◆ TASK GOAL ◆
Copy out the lines word for word, beginning with the line containing "Mark every instance of snow" and continuing through the line containing "0;275;292;427".

◆ DATASET RECORDS ◆
----

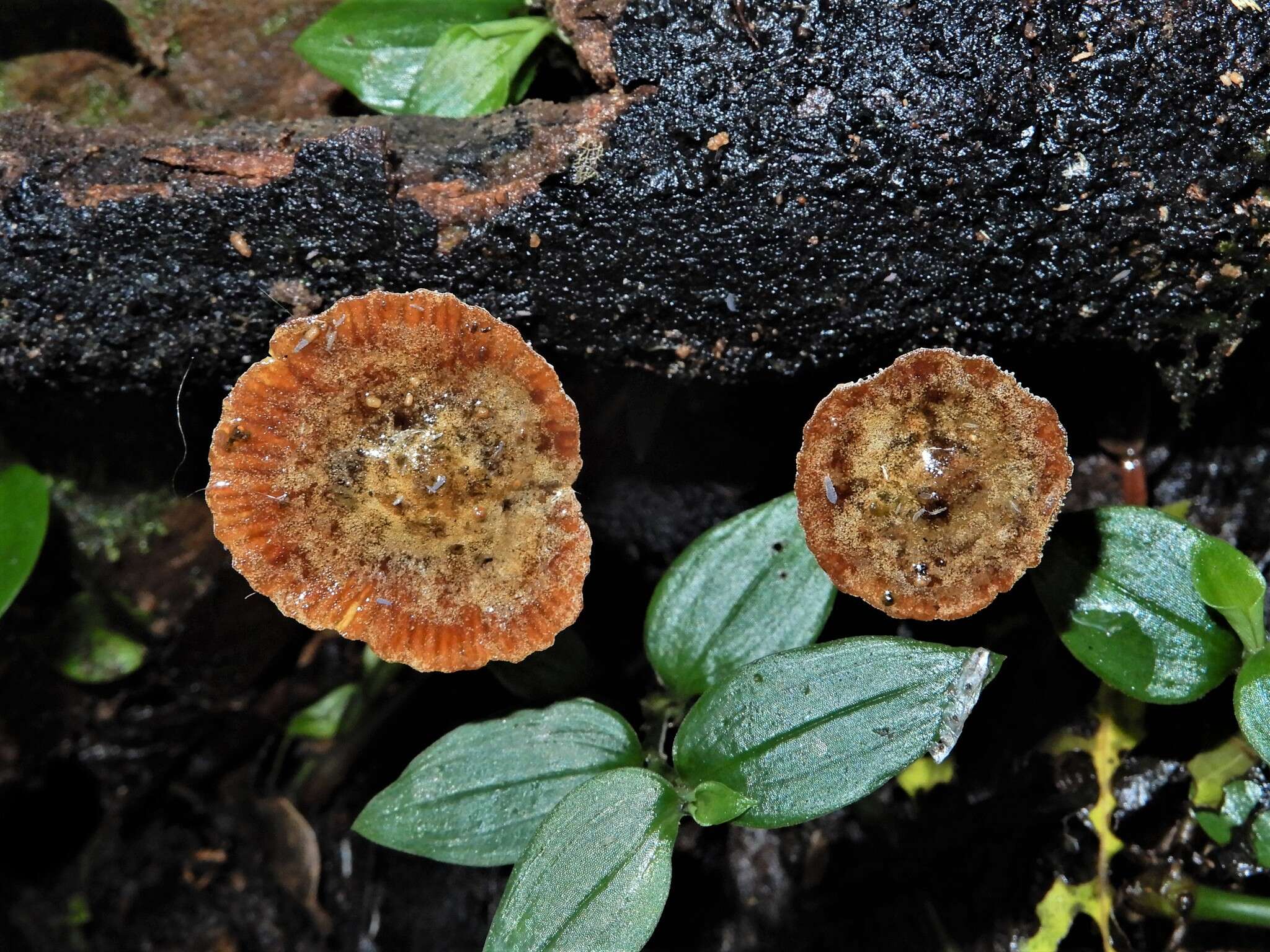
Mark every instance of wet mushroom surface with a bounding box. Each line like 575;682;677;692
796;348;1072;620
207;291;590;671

----

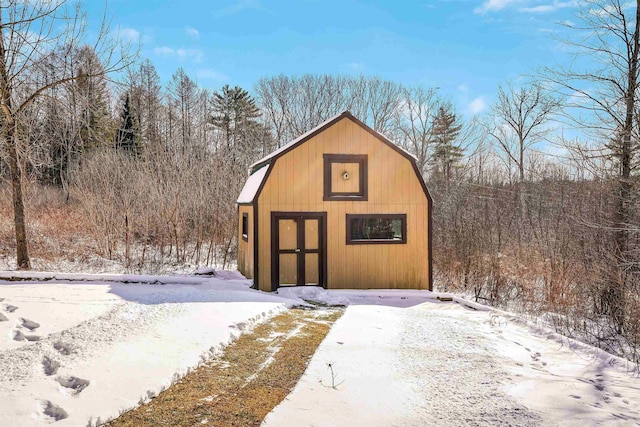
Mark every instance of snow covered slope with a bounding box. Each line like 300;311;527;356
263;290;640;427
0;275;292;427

----

◆ EXERCISE RESPONSE ◆
Mark every instance of snow covered slope with a bounding box. Each line like 300;311;527;356
263;290;640;427
0;275;292;427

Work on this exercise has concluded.